Work request
Search the entries for the word "then" and report each line that has it.

[Collection entries]

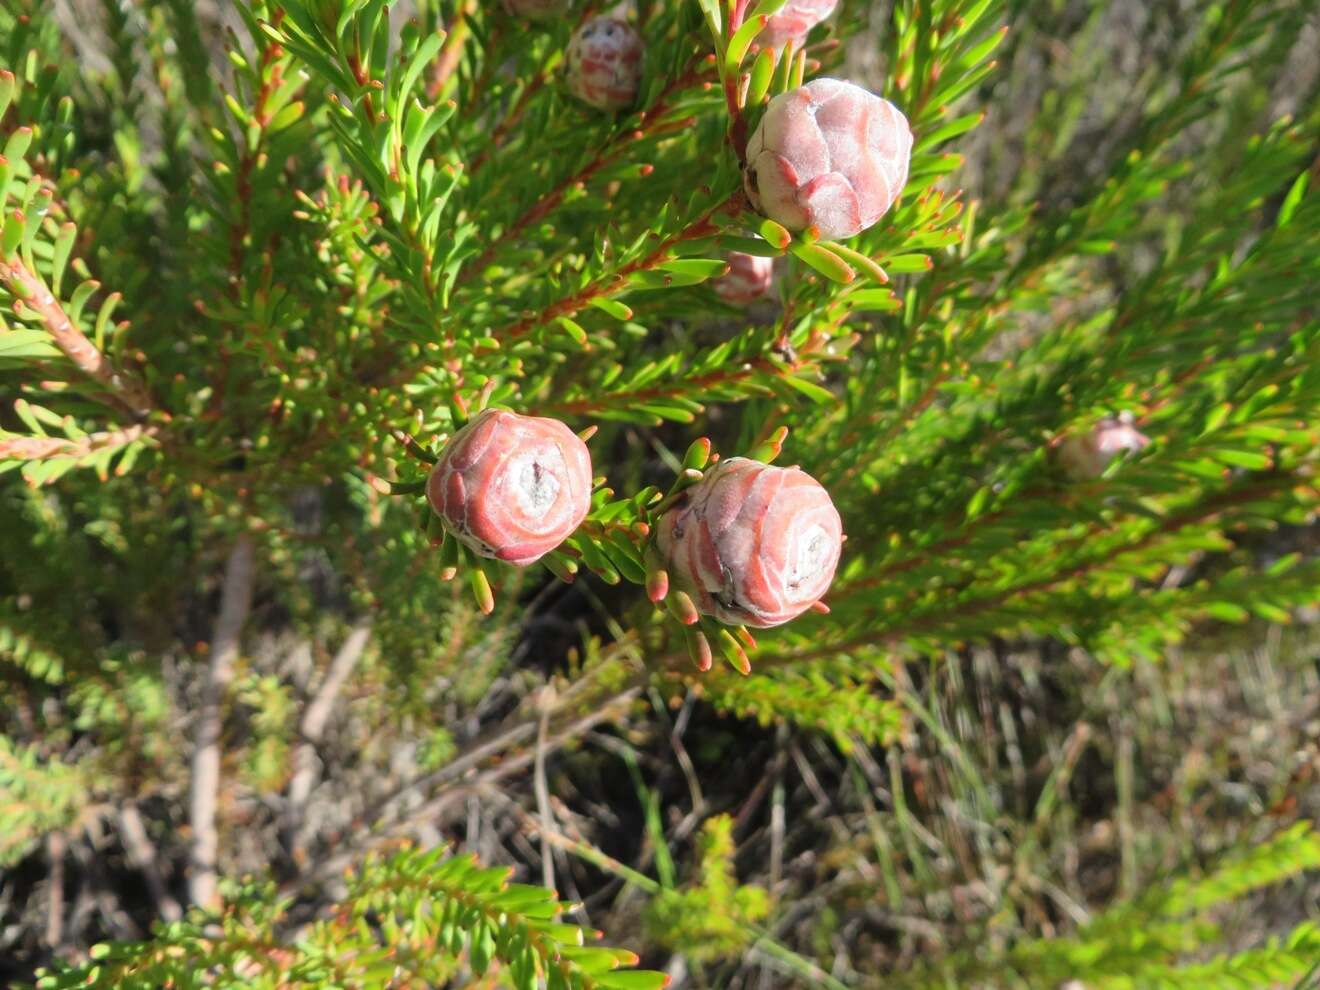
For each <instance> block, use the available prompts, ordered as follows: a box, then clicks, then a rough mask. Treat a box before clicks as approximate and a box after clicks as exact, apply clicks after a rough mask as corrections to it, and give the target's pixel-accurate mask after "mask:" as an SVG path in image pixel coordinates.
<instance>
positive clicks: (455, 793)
mask: <svg viewBox="0 0 1320 990" xmlns="http://www.w3.org/2000/svg"><path fill="white" fill-rule="evenodd" d="M640 690H642V688H640V685H638V686H632V688H627V689H624V690H620V692H618V693H616V694H614V696H612V697H610V698H607V700H605V701H601V702H597V704H595V705H593V708H591V709H590V710H589V711H587V713H586V714H585V715H582V717H581V718H578V719H576V721H573V722H570V723H569V725H566V726H564V727H562V729H561V730H560V731H557V733H554V734H550V735H548V737H546V739H545V751H546V752H548V754H549V752H554V751H556V750H558V748H560V747H561V746H564V744H565V743H568V742H569V741H572V739H577V738H578V737H581V735H583V734H585V733H587V731H589V730H590V729H593V727H594V726H597V725H599V723H601V722H607V721H610V719H612V718H615V717H618V715H619V713H620V711H626V710H627V706H628V705H631V704H632V701H634V700H636V697H638V694H639V693H640ZM536 726H537V723H536V722H524V723H523V725H519V726H513V727H511V729H508V730H504V731H502V733H499V734H496V737H495V738H494V739H491V741H488V742H486V743H483V744H482V746H480V747H478V748H479V750H480V751H482V754H483V755H482V758H480V759H474V758H473V754H465V755H463V756H461V758H459V759H458V760H454V763H450V764H449V766H450V767H453V766H454V764H455V763H461V764H462V766H463V767H465V768H466V770H473V768H474V764H477V763H480V762H482V760H484V759H487V758H495V756H499V755H502V754H503V752H504V750H506V748H507V747H511V746H513V744H516V743H517V742H520V741H521V739H524V738H527V737H528V735H535V734H536ZM496 743H503V746H500V744H496ZM533 759H535V751H529V750H524V751H523V752H517V754H513V755H508V756H506V758H504V759H502V760H500V762H498V763H495V764H494V766H491V767H488V768H486V770H483V771H480V772H479V774H477V775H475V776H473V777H471V779H470V780H466V781H465V783H463V785H462V787H446V788H445V789H442V791H441V792H440V793H438V795H434V796H433V797H432V799H430V800H429V801H424V803H422V804H420V805H416V807H413V808H409V809H408V812H405V813H401V814H400V817H397V818H395V820H389V818H388V817H387V816H384V814H381V816H378V817H376V818H374V820H372V821H371V822H367V824H364V825H362V826H359V828H358V829H356V830H355V832H354V833H352V834H351V836H347V837H346V838H345V840H343V841H341V843H339V847H338V849H337V851H335V854H334V855H329V857H326V858H323V859H321V861H318V862H317V863H315V865H314V866H313V867H312V869H309V870H306V871H305V873H302V874H300V875H298V876H296V878H293V879H292V880H289V882H288V883H285V884H284V886H282V887H281V895H289V894H294V892H297V891H300V890H302V888H304V887H305V886H306V884H309V883H318V882H325V880H326V879H330V878H333V876H337V875H338V874H339V873H342V871H343V870H345V867H347V866H350V865H351V863H354V862H356V861H358V859H360V858H362V855H363V853H366V851H371V850H372V849H376V847H379V846H380V845H381V843H385V842H389V841H391V840H393V838H396V837H399V836H400V834H404V833H407V832H408V830H409V829H412V828H413V826H416V825H417V824H418V822H428V824H430V825H437V824H440V822H441V821H442V820H444V818H445V817H446V816H447V814H449V812H450V809H451V807H453V805H455V804H459V803H465V805H463V807H465V808H466V799H467V797H469V795H471V793H474V792H477V791H480V789H482V788H490V787H492V785H494V784H496V783H499V781H500V780H504V779H506V777H510V776H512V775H515V774H520V772H521V771H524V770H527V767H528V764H531V763H532V760H533ZM446 770H447V767H446Z"/></svg>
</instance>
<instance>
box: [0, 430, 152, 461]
mask: <svg viewBox="0 0 1320 990" xmlns="http://www.w3.org/2000/svg"><path fill="white" fill-rule="evenodd" d="M158 433H160V430H158V429H157V428H156V426H128V428H125V429H121V430H107V432H104V433H88V434H87V436H86V437H79V438H77V440H70V438H69V437H21V436H12V437H0V461H49V459H51V458H57V457H61V458H63V457H67V458H77V459H82V458H84V457H91V455H92V454H95V453H99V451H102V450H111V449H119V447H127V446H128V445H129V444H133V442H136V441H139V440H144V438H147V440H150V438H154V437H156V436H157V434H158Z"/></svg>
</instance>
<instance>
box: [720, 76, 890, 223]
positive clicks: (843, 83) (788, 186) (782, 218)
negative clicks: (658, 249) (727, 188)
mask: <svg viewBox="0 0 1320 990" xmlns="http://www.w3.org/2000/svg"><path fill="white" fill-rule="evenodd" d="M911 156H912V131H911V129H909V128H908V123H907V117H904V116H903V115H902V114H900V112H899V110H898V107H895V106H894V104H892V103H890V102H888V100H884V99H882V98H879V96H876V95H875V94H873V92H867V91H866V90H863V88H862V87H861V86H855V84H854V83H850V82H841V81H840V79H813V81H812V82H809V83H807V84H805V86H800V87H799V88H796V90H789V91H788V92H781V94H780V95H777V96H775V99H772V100H771V102H770V106H768V107H767V110H766V115H764V116H763V117H762V120H760V124H758V127H756V131H755V133H752V136H751V140H750V141H748V143H747V169H746V172H744V173H743V185H744V187H746V191H747V198H748V199H750V201H751V205H752V206H754V207H755V209H756V210H758V211H759V213H762V214H763V215H766V216H768V218H771V219H772V220H777V222H779V223H781V224H783V226H784V227H788V228H789V230H795V231H807V230H810V231H812V232H813V234H816V235H817V236H820V238H822V239H826V240H837V239H840V238H851V236H853V235H854V234H859V232H861V231H863V230H866V228H867V227H870V226H873V224H874V223H875V222H876V220H879V219H880V216H883V215H884V214H886V213H887V211H888V209H890V207H891V206H892V205H894V201H895V199H898V195H899V193H900V191H902V190H903V185H904V182H907V174H908V161H909V158H911Z"/></svg>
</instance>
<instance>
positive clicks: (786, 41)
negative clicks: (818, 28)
mask: <svg viewBox="0 0 1320 990" xmlns="http://www.w3.org/2000/svg"><path fill="white" fill-rule="evenodd" d="M836 7H838V0H788V3H787V4H784V5H783V7H780V8H779V13H776V15H774V16H772V17H771V18H770V21H768V22H767V24H766V26H764V28H762V29H760V34H758V36H756V44H758V45H760V46H762V48H772V49H776V50H777V49H781V48H783V46H784V45H785V44H787V42H789V41H792V42H793V45H795V46H797V45H801V44H803V41H805V40H807V34H808V32H810V29H812V28H814V26H816V25H817V24H820V22H821V21H824V20H825V18H826V17H829V16H830V15H832V13H834V8H836Z"/></svg>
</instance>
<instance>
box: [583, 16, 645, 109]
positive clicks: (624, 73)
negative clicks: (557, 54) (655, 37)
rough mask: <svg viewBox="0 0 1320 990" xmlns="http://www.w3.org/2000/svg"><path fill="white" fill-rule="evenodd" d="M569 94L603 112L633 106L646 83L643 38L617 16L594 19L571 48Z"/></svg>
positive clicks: (586, 25) (592, 19) (600, 17)
mask: <svg viewBox="0 0 1320 990" xmlns="http://www.w3.org/2000/svg"><path fill="white" fill-rule="evenodd" d="M566 62H568V86H569V92H572V94H573V95H574V96H577V98H578V99H579V100H582V102H583V103H590V104H591V106H593V107H598V108H601V110H623V108H624V107H630V106H632V102H634V100H635V99H636V98H638V86H639V84H640V83H642V37H640V36H639V34H638V33H636V32H635V30H634V29H632V28H631V26H630V25H627V24H624V22H623V21H620V20H616V18H614V17H593V18H591V20H590V21H587V22H586V24H583V25H582V26H581V28H578V29H577V32H574V34H573V38H572V40H570V41H569V49H568V58H566Z"/></svg>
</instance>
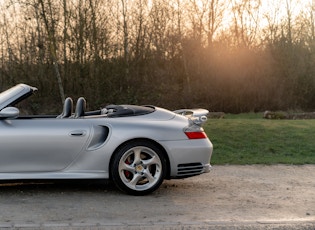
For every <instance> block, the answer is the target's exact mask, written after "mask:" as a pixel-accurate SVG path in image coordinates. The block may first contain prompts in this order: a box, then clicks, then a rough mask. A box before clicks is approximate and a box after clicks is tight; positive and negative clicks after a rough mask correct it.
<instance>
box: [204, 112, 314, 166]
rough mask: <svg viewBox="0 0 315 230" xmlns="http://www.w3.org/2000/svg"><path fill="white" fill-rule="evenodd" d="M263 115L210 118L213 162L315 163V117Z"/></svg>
mask: <svg viewBox="0 0 315 230" xmlns="http://www.w3.org/2000/svg"><path fill="white" fill-rule="evenodd" d="M262 117H263V115H262V114H254V113H253V114H240V115H226V116H225V118H224V119H209V120H208V121H207V123H206V124H205V126H204V129H205V131H206V133H207V135H208V137H209V139H210V140H211V142H212V143H213V145H214V150H213V155H212V159H211V163H212V164H217V165H218V164H315V140H314V132H315V120H267V119H263V118H262Z"/></svg>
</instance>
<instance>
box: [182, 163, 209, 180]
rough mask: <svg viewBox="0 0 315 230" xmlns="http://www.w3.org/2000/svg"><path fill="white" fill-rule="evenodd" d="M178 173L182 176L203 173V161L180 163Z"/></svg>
mask: <svg viewBox="0 0 315 230" xmlns="http://www.w3.org/2000/svg"><path fill="white" fill-rule="evenodd" d="M177 167H178V171H177V174H178V176H180V177H189V176H194V175H198V174H201V173H202V172H203V165H202V164H201V163H190V164H179V165H178V166H177Z"/></svg>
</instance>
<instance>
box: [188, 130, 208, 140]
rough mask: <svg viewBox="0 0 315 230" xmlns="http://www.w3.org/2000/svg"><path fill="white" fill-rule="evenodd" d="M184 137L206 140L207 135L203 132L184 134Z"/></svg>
mask: <svg viewBox="0 0 315 230" xmlns="http://www.w3.org/2000/svg"><path fill="white" fill-rule="evenodd" d="M185 134H186V136H187V137H188V138H189V139H204V138H207V134H206V133H205V132H185Z"/></svg>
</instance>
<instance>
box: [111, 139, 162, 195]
mask: <svg viewBox="0 0 315 230" xmlns="http://www.w3.org/2000/svg"><path fill="white" fill-rule="evenodd" d="M113 157H114V158H113V161H112V164H111V169H110V170H111V176H112V180H113V181H114V183H115V185H116V186H117V187H118V188H119V189H120V190H122V191H124V192H126V193H128V194H131V195H146V194H149V193H152V192H153V191H155V190H156V189H158V188H159V186H160V185H161V184H162V182H163V180H164V178H165V175H166V159H165V157H164V153H163V151H162V150H161V149H160V148H159V147H158V146H157V145H155V144H154V143H151V142H149V141H133V142H128V143H126V144H124V145H123V146H121V147H120V148H119V149H118V151H117V152H115V155H114V156H113Z"/></svg>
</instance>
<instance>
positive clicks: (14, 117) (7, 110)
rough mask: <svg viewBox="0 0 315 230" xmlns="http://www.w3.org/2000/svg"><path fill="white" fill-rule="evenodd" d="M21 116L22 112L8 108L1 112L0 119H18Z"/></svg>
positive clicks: (0, 111) (1, 111) (14, 107)
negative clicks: (13, 118)
mask: <svg viewBox="0 0 315 230" xmlns="http://www.w3.org/2000/svg"><path fill="white" fill-rule="evenodd" d="M19 115H20V110H19V109H18V108H16V107H6V108H4V109H2V110H1V111H0V118H2V119H7V118H12V119H13V118H16V117H18V116H19Z"/></svg>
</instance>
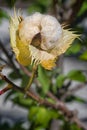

Answer to this exercise
For each <instance> block, use the available prompts, ordered as follows: a box, then clicks, then a rough mask. Treat a box before clicks as approximate and a box after clicks as exact, apply clicks after a rough mask as corrections to it, and give the target's pixel-accurate mask after "mask:" as an SVG path in image pixel coordinates.
For every <instance> block, the answer is the target's exact mask, written after "mask:" as a pixel-accurate SVG path in image coordinates. The block may first contain prompts in this order: a box, then clicks, then a rough mask. A box before clicks is approximate and a box after clicks is tight; positive and negative clicks after a rough mask correct it.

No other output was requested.